*** Excerpted text ***

Strike Anywhere (Presspic)
Strike Anywhere (Presspic)

On July 17th 2020, Strike Anywhere are going to release their new EP Nightmares Of The West – their first music in ten years! Chrissy had the chance to talk to singer Thomas Barnett – not just about the upcoming record but also about the current situation in America. Since Thomas is and always has been a political and very empathetic person he got a lot to say about the horrible things happening but also about the hope and the beauty that always arise in such chaos.

We didn’t wanna crop any of his thoughts, so take your time and a cold beverage and have fun reading.

AFL: Hi Thomas, thanks for taking your time. I know you’re very busy so I’m really thankful you found some time.

Thomas: I thank you for taking your time on a Saturday.

AFL: Oh sure, I mean there’s no way to go out so….

Thomas: Yeah right? Which crazy times to live in and to release a record! I’m quarantined in Berkeley / California, but I’m in touch with my family and friends and bandmates in Richmond. And look at it in the media and all the beautiful craziness of the uprising protests.

AFL: I watch it every day and it’s so crazy to watch it from far away. I mean we also have our problems in Germany regarding police brutality and racism, but it’s not the same. Seems like a madhouse you’re living in.

Thomas: Yeah that’s about right. But I think it’s more safe to have the community, and enganged and talking than if we’re all stuck in our houses just letting the system do it work.

I feel like this is a great awakening, everyone’s like woken up and like: This is ours, this country, these streets, the police, they are meant to be ours. And now these are the things that are killing us. It’s been worse for so long and now people are opening up to the idea that we can have democratic control. The people most vulnerable and most hurt by this – you know it is meant to be the other way round. Also the monuments coming down, the discussion about history and propaganda is so beautiful and important.

AFL: Yes, that’s finally happening. I mean you can say a lot of bad things about social media but there are so many good things about it, like things are getting filmed and spread over social media and people are awakening cause it seems like they have to see it to believe it.

*** Excerpted data ***

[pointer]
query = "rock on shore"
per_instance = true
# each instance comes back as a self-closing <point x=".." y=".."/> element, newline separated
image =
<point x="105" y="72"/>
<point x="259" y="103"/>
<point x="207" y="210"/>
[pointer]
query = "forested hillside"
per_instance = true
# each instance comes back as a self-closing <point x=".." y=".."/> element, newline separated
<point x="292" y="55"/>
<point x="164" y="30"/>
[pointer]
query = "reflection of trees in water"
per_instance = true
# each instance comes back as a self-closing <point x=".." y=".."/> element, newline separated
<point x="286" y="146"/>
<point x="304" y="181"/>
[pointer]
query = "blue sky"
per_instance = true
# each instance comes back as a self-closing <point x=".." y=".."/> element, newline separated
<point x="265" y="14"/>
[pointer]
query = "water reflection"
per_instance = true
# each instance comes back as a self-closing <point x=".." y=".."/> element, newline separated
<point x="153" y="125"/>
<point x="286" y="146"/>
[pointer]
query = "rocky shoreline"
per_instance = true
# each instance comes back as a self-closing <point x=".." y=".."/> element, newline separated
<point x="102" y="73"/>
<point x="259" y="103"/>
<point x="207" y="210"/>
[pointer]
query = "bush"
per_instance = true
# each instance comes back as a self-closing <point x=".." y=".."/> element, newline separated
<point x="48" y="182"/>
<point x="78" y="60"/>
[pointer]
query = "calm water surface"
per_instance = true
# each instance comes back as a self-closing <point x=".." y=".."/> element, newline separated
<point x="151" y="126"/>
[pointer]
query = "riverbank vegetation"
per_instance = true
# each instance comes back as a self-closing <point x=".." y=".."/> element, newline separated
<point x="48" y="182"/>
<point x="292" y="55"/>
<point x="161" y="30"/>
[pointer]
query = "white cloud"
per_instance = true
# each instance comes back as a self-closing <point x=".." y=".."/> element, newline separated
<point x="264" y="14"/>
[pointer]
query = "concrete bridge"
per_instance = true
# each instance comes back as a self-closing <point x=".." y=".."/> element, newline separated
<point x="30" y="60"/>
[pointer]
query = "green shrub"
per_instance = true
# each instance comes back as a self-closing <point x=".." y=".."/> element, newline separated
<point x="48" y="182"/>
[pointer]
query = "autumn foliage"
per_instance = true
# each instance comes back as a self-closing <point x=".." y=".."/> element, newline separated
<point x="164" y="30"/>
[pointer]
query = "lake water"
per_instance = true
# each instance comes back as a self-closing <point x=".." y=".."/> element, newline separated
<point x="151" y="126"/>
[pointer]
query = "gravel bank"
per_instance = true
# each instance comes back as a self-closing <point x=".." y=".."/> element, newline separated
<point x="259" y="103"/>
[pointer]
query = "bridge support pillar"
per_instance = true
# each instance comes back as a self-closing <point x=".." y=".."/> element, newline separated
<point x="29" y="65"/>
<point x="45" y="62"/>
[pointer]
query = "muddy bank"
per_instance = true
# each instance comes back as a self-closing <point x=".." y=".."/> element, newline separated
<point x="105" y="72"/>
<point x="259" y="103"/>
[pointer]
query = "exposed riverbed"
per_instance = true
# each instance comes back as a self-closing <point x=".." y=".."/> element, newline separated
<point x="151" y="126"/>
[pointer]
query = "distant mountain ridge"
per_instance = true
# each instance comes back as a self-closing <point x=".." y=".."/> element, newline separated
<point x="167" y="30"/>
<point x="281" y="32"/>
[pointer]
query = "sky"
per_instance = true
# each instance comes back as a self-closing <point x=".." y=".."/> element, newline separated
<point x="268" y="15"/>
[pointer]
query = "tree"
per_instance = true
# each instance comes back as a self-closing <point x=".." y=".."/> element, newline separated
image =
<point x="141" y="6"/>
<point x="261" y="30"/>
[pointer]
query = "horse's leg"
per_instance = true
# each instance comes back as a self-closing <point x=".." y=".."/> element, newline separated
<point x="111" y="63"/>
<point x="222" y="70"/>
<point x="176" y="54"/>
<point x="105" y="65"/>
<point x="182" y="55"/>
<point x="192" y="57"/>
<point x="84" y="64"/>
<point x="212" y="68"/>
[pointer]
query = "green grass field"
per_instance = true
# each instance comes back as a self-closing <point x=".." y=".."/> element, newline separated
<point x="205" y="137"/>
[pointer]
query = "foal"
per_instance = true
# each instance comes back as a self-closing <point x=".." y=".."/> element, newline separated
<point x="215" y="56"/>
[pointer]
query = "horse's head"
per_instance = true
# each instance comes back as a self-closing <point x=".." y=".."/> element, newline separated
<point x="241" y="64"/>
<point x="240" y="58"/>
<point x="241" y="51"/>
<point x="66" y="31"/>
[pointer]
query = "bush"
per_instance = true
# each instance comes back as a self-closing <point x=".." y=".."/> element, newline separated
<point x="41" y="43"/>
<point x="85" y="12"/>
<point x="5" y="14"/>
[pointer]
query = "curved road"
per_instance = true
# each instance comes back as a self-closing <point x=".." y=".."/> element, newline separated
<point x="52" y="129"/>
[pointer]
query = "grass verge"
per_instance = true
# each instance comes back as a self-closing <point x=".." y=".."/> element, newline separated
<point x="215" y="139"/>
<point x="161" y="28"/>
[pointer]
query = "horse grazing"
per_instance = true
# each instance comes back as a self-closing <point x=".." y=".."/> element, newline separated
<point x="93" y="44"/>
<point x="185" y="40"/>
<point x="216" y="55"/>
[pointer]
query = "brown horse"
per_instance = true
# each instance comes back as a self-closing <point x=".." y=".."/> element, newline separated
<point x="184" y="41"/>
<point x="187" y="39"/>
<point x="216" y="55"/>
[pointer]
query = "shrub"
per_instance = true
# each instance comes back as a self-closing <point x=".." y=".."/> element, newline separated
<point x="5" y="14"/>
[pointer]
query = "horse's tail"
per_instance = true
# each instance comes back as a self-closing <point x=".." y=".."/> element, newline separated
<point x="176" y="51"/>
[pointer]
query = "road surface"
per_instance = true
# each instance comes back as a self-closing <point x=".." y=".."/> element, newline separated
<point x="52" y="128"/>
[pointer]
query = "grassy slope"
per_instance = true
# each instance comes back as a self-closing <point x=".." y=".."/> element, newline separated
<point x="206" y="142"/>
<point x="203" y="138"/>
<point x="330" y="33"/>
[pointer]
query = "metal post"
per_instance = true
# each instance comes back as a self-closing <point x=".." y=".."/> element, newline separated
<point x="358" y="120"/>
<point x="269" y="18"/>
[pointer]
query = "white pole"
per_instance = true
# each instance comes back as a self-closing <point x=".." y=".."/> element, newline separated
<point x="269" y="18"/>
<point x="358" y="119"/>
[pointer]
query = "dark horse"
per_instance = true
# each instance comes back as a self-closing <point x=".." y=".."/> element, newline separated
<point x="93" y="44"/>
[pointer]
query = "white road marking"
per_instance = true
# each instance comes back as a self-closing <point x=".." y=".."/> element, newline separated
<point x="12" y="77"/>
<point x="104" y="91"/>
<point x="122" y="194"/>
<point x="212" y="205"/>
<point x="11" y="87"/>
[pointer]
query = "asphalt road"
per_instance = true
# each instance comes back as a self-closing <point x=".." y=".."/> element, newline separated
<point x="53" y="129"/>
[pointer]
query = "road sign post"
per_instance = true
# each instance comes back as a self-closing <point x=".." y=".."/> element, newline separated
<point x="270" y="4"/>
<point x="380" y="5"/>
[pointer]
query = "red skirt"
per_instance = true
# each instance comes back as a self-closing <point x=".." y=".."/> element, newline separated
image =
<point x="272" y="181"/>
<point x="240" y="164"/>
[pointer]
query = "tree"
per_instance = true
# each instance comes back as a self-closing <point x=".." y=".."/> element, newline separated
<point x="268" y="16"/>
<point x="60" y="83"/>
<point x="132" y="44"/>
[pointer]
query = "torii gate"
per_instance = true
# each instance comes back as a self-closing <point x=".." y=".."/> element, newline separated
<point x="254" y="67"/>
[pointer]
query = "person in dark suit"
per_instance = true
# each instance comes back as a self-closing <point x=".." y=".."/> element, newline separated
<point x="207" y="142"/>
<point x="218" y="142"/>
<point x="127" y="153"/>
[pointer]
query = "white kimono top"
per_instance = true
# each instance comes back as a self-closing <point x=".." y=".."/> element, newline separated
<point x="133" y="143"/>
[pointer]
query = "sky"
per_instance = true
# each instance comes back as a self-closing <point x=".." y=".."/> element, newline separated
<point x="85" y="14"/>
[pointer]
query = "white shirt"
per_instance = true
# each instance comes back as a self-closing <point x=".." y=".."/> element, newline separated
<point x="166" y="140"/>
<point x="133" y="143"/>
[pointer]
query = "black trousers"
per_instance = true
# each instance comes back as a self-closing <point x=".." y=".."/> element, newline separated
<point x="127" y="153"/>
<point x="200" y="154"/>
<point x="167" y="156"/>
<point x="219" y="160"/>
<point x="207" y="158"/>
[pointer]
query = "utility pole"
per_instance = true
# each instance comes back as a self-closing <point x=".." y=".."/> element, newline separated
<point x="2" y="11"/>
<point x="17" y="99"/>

***

Written tasks »
**a)** Based on the Strike Anywhere interview, state whether each of the following statements agrees with it: (i) Nightmares Of The West is the band's first music in ten years; (ii) Thomas Barnett is quarantined in Richmond; (iii) the interviewer says Germany has no problems regarding police brutality.
**b)** Repeat word for word the passage of the Strike Anywhere interview starting at "AFL: Oh sure, I" and ending at "do it work.".

Solutions by task »
**a)**
(i) Yes: "their first music in ten years"
(ii) No: "I’m quarantined in Berkeley / California"
(iii) No: "we also have our problems in Germany regarding police brutality and racism, but it’s not the same"

**b)**
AFL: Oh sure, I mean there’s no way to go out so….

Thomas: Yeah right? Which crazy times to live in and to release a record! I’m quarantined in Berkeley / California, but I’m in touch with my family and friends and bandmates in Richmond. And look at it in the media and all the beautiful craziness of the uprising protests.

AFL: I watch it every day and it’s so crazy to watch it from far away. I mean we also have our problems in Germany regarding police brutality and racism, but it’s not the same. Seems like a madhouse you’re living in.

Thomas: Yeah that’s about right. But I think it’s more safe to have the community, and enganged and talking than if we’re all stuck in our houses just letting the system do it work.